(Kurzaufgabe 1) Welchem Anteil der jährlichen Wirtschaftsleistung der USA entspricht Bidens Corona-Hilfspaket laut dem Text darüber?
(Kurzaufgabe 2) Führe den Text über Bidens Corona-Hilfspaket im Anschluss an seinen letzten Satz fort.

(Auswahl)
-*-*-

SGKB Investment views: Biden rührt mit der grossen Kelle an

SGKB Investment views: Biden rührt mit der grossen Kelle an
Thomas Stucki, Chief Investment Officer bei der St.Galler Kantonalbank. (Foto: SGKB)

St. Gallen – Das Corona-Hilfspaket von Präsident Biden im Umfang von 1’900 Mrd. US-Dollar ist beschlossen und wird zügig umgesetzt. Es besteht zu einem grossen Teil aus Direktzahlungen an die Bevölkerung und an die Gliedstaaten, welche rasch zu zusätzlichen Ausgaben führen werden. Da die Zahlungen vor allem an Haushalte mit tiefen Einkommen und an Personen ohne Arbeit gehen, wird der Anteil, der einfach gespart wird, gering sein. Wie in den USA üblich, haben die Demokraten auch ein paar ihrer sozialpolitischen Anliegen wie die Einführung einer Kinderzulage oder Steuerabzüge für Familien in die Vorlage verpackt, die erst mit der Zeit wirken. Diese machen aber den kleineren Teil aus.

Der Umfang des Pakets sprengt jegliche Vorstellungskraft. Die 1’900 Mrd. US-Dollar entsprechen 9% der jährlichen Wirtschaftsleistung der USA. Es ist fast so gross wie das gesamte BIP Italiens oder 2.7 mal die Wirtschaft der zugegebenermassen kleinen Schweiz. Es ist im Vergleich zum BIP auch 1.5 mal so gross wie das EU-Hilfspaket von 750 Mrd. Euro, welches über die nächsten Jahre ausgegeben werden soll und der Umsetzung harrt.

-*-*-

(Gelieferte Zeilen)
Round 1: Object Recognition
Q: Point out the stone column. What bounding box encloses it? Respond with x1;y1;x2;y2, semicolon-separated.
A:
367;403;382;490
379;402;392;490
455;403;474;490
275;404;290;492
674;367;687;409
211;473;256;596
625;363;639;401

-*-*-

(Ausgabe 1) 9% der jährlichen Wirtschaftsleistung der USA.

(Ausgabe 2)
Weitere Ausgaben für Infrastruktur und Bekämpfung Klimawandel
Damit hat Biden aber noch nicht genug. Er plant weitere Ausgaben von Hunderten von Milliarden US-Dollar für die Erneuerung der Infrastruktur und für die Bekämpfung des Klimawandels. Ob er dieses Geld vom Kongress erhalten wird, ist aber unsicher. Bidens Plan ist klar. Er will mit sehr viel staatlichem Geld die Wirtschaft so schnell wie möglich aus der Corona-Rezession herausführen und in den nächsten zwei Jahren mit einem starken Wirtschaftswachstum die wirtschaftliche Situation möglichst vieler Amerikaner verbessern. Wer meint, dass er damit auch eine gute Ausgangslage für die Kongresswahlen Ende 2022 schaffen will, liegt wahrscheinlich nicht falsch.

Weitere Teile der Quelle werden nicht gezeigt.